■ EXERCISE DETAILS ■
Rewrite the lines in the entries below, from the line with "Draw the outline of every instance of the blurred" to the line with "Please outline every instance of the blurred", as a numbered list with any blank lines left out.
--- begin AVAILABLE RECORDS ---
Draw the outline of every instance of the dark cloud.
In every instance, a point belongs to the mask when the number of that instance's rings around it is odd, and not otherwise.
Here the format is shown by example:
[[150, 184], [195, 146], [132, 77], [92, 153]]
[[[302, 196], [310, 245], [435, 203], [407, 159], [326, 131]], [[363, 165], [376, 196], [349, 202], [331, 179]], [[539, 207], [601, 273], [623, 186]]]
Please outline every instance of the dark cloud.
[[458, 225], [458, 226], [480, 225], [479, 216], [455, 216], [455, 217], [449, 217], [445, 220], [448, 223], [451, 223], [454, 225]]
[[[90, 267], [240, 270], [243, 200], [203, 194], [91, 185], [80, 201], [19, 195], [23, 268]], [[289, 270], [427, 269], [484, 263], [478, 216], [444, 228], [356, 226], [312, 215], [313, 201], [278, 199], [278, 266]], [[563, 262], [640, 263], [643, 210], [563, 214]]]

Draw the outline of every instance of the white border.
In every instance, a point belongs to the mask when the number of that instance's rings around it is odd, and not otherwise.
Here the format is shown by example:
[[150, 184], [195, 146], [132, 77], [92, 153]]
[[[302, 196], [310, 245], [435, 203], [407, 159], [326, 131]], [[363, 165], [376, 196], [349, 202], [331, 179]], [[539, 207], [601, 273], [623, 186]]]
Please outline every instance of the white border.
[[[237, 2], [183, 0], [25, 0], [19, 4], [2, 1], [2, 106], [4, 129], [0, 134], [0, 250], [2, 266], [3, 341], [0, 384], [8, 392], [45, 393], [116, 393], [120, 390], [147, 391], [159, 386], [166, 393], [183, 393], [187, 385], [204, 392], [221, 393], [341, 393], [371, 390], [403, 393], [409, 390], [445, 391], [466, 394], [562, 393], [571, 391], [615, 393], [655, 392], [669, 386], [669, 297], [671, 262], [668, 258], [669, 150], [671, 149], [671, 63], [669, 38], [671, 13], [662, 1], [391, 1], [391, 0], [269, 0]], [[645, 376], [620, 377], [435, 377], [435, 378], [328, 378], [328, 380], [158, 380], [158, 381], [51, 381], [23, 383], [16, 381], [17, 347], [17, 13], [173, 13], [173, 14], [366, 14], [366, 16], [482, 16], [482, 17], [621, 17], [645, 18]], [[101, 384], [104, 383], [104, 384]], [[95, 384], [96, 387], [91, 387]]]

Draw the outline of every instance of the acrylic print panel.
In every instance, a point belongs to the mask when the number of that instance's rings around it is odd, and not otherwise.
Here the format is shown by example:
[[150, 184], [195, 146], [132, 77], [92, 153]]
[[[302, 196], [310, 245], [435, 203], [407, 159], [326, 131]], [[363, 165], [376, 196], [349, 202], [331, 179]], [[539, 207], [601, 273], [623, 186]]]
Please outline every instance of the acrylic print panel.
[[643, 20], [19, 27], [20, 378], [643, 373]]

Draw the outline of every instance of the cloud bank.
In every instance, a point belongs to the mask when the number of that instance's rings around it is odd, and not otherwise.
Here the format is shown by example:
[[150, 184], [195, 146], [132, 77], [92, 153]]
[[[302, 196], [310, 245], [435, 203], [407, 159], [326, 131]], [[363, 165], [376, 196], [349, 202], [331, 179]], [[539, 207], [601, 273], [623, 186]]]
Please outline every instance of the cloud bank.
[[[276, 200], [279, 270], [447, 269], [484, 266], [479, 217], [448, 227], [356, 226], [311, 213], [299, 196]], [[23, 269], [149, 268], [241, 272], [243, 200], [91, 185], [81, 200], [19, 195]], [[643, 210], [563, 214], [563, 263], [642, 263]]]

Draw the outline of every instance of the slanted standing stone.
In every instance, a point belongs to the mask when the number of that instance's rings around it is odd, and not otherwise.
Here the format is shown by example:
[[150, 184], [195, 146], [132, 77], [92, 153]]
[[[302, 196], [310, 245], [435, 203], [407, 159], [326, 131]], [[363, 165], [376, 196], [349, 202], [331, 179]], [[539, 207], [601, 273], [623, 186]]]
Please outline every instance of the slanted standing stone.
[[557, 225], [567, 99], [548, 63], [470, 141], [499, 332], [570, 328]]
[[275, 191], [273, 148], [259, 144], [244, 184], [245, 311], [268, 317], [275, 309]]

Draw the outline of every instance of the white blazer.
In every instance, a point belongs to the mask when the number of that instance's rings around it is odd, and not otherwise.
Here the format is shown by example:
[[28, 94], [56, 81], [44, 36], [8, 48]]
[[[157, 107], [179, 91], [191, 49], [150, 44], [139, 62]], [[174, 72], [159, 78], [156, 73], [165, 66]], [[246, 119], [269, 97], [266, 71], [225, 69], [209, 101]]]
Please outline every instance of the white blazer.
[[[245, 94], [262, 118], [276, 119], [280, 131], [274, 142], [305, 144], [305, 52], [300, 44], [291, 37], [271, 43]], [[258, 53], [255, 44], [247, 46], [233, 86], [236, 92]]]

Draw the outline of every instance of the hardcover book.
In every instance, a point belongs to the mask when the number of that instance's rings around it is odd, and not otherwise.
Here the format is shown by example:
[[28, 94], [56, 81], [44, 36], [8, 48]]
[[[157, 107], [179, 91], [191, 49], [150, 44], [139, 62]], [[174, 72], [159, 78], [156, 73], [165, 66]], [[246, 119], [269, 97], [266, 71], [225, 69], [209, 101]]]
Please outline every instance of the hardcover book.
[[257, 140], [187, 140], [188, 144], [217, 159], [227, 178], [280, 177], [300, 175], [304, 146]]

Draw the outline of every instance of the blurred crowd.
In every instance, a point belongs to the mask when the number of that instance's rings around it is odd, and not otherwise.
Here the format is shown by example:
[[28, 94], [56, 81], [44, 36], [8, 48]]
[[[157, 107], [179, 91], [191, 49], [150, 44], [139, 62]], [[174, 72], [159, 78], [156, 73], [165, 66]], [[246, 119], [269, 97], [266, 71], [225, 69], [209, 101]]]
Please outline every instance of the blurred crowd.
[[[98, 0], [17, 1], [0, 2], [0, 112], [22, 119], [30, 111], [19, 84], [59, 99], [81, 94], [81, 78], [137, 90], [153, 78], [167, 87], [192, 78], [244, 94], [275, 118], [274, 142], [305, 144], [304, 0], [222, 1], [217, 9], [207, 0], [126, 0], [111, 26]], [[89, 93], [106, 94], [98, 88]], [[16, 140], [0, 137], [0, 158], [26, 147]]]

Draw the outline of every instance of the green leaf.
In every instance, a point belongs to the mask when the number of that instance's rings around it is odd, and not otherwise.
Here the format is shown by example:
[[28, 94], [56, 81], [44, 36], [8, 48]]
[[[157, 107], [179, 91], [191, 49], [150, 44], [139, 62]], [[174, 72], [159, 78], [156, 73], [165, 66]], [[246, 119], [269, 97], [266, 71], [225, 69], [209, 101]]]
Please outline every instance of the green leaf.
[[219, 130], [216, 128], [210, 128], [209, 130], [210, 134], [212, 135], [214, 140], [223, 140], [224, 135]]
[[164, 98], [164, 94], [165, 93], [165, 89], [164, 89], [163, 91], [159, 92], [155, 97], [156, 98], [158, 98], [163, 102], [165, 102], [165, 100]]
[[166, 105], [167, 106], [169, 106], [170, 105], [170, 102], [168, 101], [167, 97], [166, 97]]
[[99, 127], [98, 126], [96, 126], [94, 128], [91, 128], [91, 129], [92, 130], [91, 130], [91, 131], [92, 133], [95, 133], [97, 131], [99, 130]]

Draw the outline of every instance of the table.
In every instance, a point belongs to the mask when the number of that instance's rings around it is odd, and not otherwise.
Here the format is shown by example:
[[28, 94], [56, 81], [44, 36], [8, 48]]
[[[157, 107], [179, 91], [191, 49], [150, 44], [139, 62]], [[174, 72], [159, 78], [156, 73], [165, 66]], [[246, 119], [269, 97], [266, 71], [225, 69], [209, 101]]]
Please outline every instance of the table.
--- end AVAILABLE RECORDS ---
■ THE RESULT ■
1. Draw the outline of every instance of the blurred crowd.
2. In every instance, a point belongs to the mask when the number of that instance's rings around it is odd, and not otherwise.
3. Here the format is shown by example:
4. [[28, 94], [56, 81], [44, 36], [8, 48]]
5. [[[157, 107], [179, 91], [191, 49], [150, 44], [139, 62]], [[174, 72], [159, 78], [156, 73], [165, 66]], [[246, 119], [269, 97], [266, 71], [225, 69], [209, 101]]]
6. Please outline every instance of the blurred crowd.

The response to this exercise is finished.